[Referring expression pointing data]
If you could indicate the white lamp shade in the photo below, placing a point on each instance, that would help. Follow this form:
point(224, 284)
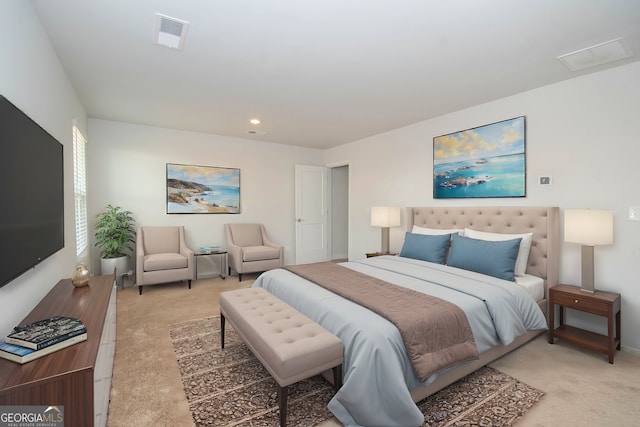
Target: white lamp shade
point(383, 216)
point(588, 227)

§ **INSTRUCTIONS TO FOLLOW**
Reproduce each entry exactly as given; no pictures, please.

§ **RESULT FOR THIS EXERCISE**
If you could indicate the white lamp shade in the photo below, placing a point on each instance, that would help. Follow this form:
point(224, 284)
Target: white lamp shade
point(383, 216)
point(588, 227)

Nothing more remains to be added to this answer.